> **Task directions**: From the records below, output exactly the lines running from the line containing "Target: young boy in crowd" through the line containing "[pin] tassel with", and no others.

[Referring expression pointing data]
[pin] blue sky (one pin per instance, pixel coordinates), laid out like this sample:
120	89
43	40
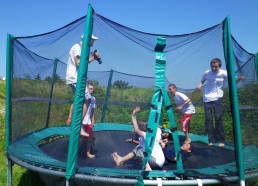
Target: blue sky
172	17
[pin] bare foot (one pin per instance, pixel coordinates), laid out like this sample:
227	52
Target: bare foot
83	133
221	144
91	156
188	141
117	158
68	121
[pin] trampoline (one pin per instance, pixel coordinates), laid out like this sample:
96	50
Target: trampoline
47	149
38	100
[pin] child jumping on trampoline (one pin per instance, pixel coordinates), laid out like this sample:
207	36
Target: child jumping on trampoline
184	104
89	119
157	158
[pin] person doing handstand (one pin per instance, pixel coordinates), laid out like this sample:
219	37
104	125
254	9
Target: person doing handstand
157	158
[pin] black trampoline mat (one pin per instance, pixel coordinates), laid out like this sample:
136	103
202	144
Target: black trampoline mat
107	142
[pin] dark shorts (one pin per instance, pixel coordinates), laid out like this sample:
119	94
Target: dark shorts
185	122
73	87
88	129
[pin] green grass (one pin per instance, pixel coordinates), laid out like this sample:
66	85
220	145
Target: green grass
23	177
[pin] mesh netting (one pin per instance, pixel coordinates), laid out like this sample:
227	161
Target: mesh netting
126	78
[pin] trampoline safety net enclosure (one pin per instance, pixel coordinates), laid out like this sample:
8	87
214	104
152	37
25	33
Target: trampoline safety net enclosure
38	100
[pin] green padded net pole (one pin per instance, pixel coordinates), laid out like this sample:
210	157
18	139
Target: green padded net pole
104	110
256	66
156	107
79	98
229	59
8	103
51	92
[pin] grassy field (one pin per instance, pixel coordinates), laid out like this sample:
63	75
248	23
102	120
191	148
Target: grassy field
21	176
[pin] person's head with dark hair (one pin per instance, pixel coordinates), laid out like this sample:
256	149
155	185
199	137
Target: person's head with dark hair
166	134
215	64
172	88
142	125
187	147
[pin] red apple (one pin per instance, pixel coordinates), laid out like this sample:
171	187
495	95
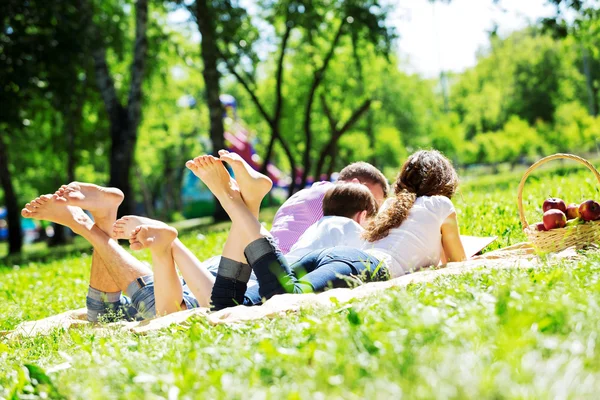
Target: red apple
554	203
589	210
573	211
554	219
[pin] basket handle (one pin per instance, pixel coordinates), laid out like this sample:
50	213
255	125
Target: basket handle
543	161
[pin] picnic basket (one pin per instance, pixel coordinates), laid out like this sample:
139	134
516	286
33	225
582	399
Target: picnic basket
559	239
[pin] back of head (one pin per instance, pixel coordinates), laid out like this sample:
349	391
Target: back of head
348	199
365	173
425	173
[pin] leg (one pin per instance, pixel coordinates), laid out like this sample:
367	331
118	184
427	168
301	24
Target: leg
102	204
125	269
168	291
198	278
233	275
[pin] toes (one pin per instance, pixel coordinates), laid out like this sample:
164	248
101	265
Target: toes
133	234
136	246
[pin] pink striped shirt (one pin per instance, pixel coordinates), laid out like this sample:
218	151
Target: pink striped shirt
298	213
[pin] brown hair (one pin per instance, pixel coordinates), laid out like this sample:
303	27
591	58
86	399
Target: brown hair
365	172
425	173
348	199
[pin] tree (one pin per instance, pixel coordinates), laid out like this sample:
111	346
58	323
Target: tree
39	45
124	118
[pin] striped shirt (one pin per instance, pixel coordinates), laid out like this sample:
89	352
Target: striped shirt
298	213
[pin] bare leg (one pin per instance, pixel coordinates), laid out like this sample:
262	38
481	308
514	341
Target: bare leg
254	186
197	277
214	175
168	292
122	266
233	274
103	204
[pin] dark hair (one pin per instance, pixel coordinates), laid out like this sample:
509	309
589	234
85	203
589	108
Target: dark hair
365	172
425	173
347	199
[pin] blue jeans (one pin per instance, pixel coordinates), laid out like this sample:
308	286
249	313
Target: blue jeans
139	304
315	272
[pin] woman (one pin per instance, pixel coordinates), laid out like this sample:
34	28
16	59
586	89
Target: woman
417	223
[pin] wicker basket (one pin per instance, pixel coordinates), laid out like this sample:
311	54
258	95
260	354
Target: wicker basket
562	238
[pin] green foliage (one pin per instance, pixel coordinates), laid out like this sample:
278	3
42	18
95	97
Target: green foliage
526	332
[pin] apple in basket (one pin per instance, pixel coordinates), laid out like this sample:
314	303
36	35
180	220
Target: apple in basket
554	218
590	210
554	203
573	211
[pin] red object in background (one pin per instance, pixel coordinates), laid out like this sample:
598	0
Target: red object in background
239	143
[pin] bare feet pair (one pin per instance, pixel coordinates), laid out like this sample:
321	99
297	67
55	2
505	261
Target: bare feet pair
65	206
144	233
249	185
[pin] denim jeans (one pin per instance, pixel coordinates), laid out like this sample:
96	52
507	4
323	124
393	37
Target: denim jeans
314	272
137	305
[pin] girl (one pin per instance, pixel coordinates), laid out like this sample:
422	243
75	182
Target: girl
416	225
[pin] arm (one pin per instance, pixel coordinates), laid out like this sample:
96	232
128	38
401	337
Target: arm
451	243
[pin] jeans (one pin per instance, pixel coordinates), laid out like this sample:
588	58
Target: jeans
137	305
315	272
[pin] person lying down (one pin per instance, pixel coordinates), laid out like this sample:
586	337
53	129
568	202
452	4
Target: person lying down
419	193
123	287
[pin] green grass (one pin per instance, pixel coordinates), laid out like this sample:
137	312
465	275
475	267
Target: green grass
523	333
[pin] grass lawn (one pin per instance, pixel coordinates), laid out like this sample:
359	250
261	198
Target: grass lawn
527	333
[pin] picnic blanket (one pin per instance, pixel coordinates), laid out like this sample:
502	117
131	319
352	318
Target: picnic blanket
521	255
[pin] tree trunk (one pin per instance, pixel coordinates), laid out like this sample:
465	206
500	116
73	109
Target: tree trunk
332	160
210	56
15	236
124	121
72	115
122	154
318	77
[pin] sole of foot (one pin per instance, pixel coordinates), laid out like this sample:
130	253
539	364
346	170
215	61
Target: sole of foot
212	172
100	201
56	209
254	186
155	238
123	227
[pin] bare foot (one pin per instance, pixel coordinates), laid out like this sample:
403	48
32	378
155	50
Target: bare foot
254	186
123	227
155	238
102	202
214	175
53	208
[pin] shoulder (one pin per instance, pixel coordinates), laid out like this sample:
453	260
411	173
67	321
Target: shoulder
439	205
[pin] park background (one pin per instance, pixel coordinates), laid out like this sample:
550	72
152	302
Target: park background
122	93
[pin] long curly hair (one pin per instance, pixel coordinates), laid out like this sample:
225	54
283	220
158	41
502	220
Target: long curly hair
425	173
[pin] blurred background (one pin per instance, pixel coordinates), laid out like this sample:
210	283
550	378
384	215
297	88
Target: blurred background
122	93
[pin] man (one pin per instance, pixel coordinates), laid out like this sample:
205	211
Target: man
305	208
114	271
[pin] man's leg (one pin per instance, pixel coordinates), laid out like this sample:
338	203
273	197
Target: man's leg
197	277
168	291
125	270
104	212
233	275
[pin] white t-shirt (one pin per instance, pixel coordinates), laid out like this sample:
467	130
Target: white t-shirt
417	242
330	231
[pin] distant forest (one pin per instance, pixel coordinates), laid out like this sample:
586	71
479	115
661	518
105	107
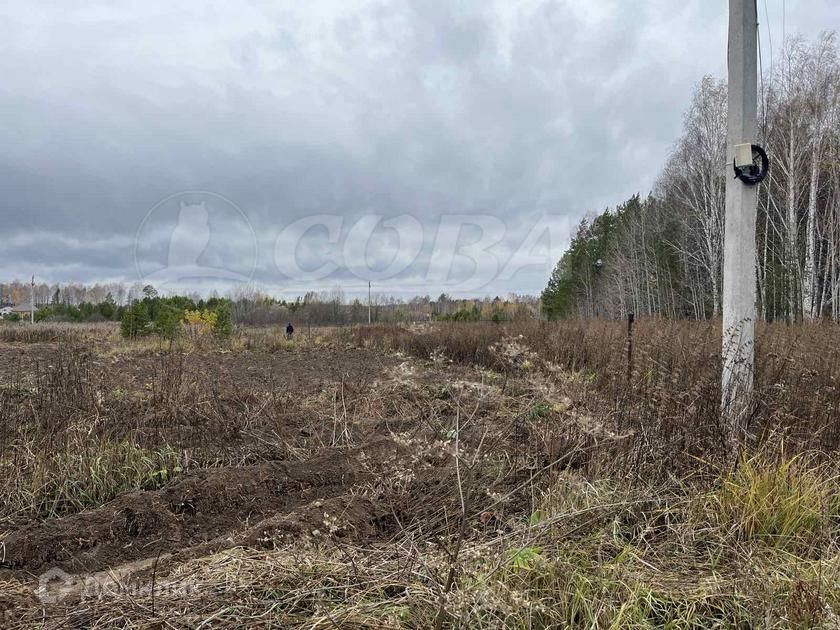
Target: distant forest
662	254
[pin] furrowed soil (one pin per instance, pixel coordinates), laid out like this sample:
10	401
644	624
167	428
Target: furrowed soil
340	481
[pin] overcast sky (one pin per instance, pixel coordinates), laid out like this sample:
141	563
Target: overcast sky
526	114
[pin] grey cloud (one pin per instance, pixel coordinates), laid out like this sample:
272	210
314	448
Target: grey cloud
291	109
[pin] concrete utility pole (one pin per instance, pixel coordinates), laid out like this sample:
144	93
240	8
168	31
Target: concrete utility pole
739	256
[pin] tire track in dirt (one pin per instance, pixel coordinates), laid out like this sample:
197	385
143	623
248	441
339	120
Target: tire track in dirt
205	511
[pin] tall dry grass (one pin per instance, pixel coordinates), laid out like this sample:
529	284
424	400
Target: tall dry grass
668	391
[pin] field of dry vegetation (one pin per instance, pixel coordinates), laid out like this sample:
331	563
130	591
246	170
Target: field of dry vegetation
528	475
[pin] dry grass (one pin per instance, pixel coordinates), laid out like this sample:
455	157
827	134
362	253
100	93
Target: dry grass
538	487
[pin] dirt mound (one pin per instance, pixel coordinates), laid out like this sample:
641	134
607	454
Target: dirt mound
208	509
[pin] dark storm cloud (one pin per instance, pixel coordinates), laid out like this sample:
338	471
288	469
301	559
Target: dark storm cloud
427	108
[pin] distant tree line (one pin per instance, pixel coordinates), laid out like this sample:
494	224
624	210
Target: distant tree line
663	254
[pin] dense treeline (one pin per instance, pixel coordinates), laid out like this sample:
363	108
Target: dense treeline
663	254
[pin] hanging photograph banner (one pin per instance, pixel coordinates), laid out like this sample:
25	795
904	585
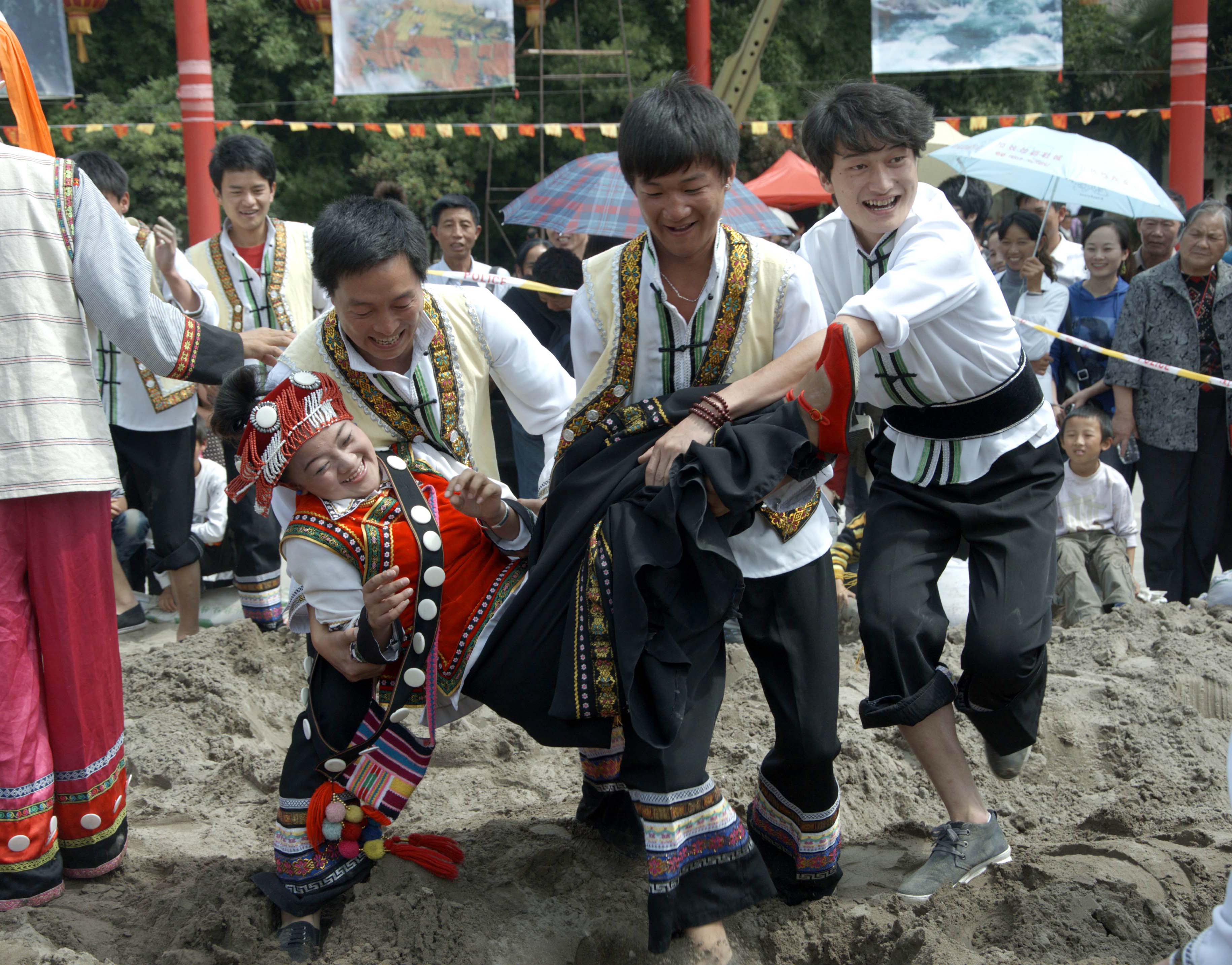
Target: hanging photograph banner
416	46
43	36
921	36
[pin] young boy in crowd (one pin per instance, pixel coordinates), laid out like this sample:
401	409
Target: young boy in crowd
1097	535
261	273
209	519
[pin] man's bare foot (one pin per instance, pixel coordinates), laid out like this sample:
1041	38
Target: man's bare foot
710	944
167	601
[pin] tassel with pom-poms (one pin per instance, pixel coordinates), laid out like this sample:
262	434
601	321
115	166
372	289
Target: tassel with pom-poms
318	806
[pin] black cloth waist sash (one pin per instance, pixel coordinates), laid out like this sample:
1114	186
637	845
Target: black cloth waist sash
995	412
671	578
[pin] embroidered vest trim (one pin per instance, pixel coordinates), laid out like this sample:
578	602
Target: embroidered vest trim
400	423
722	339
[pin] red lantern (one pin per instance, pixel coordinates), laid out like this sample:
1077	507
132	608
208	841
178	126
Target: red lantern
319	9
79	22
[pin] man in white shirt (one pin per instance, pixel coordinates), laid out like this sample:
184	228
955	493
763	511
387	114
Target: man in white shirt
1067	255
261	271
969	452
151	417
456	229
1097	535
694	303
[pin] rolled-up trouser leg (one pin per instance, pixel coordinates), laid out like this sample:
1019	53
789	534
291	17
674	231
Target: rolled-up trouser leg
790	627
703	864
1008	517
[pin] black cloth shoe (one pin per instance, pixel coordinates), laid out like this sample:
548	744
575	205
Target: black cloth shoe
301	941
131	619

> **Your response**:
Target: young boy in crowd
1097	535
261	273
209	519
[pin] man's bare foot (one pin per instance, pixel coordinates), laid out like this sample:
1041	38
Target: man's bare foot
710	944
167	601
[pin] tassel with pom-poms (one pin per instance, pixel coordinates), laid out like this sample:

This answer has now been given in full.